> ESERCIZI:
A. Trascrivi dal testo sulla meditazione tutto ciò che va da "Viviamo in uno" giù fino a "passato e futuro.".
B. Nel testo sulla meditazione, per quanti minuti al giorno, come minimo, si propone di fermarsi?

Viviamo in uno stato cronico di stress e ansia, sommersi dai ritmi frenetici della vita e funzioniamo in modo automatico, senza renderci pienamente conto di ciò che facciamo; proprio come quando guidiamo l’automobile premiamo l’acceleratore e la frizione ingranando le marce.
La mente vaga: pensieri, cose da fare, giudizi, passato e futuro.
Siamo parzialmente consapevoli del presente, infatti spesso mangiamo senza gustare, guardiamo senza vedere, udiamo senza ascoltare e perdiamo una parte della nostra vita perché non siamo del tutto presenti mentre la viviamo. Quando poi proviamo a prestare attenzione scopriamo che è difficile restare presenti a lungo.
Cominciamo a meditare
Fermiamoci almeno tre minuti al giorno durante i quali cerchiamo di osservare qualsiasi cosa si presenti alla nostra mente, da osservatori senza pregiudizio, accettando semplicemente i nostri sentimenti, sensazioni, pensieri, esperienze attimo per attimo.
Possiamo provare seguendo il nostro respiro per tre minuti (possiamo programmare la sveglia).
Terminati i tre minuti chiediamoci
- cosa è successo
- quante volte la mente si è distratta e abbiamo perso la consapevolezza del respiro
- cosa sarebbe successo se avessimo continuato per 10, 30, 60 minuti.

> DATI RACCOLTI:
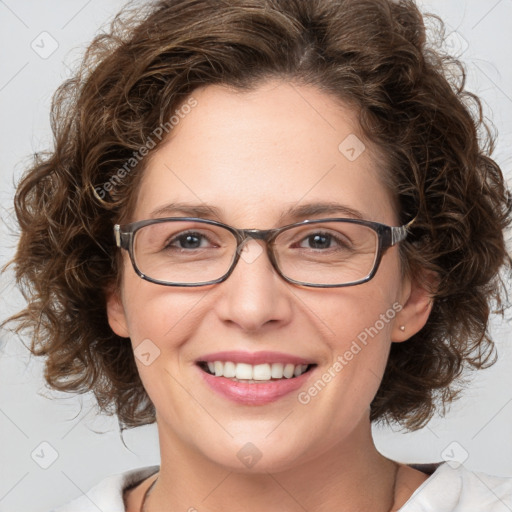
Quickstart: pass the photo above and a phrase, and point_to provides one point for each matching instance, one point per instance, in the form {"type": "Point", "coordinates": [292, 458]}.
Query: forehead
{"type": "Point", "coordinates": [254, 154]}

> SOLUZIONI DEGLI ESERCIZI:
A.
Viviamo in uno stato cronico di stress e ansia, sommersi dai ritmi frenetici della vita e funzioniamo in modo automatico, senza renderci pienamente conto di ciò che facciamo; proprio come quando guidiamo l’automobile premiamo l’acceleratore e la frizione ingranando le marce.
La mente vaga: pensieri, cose da fare, giudizi, passato e futuro.

B. Almeno tre minuti al giorno.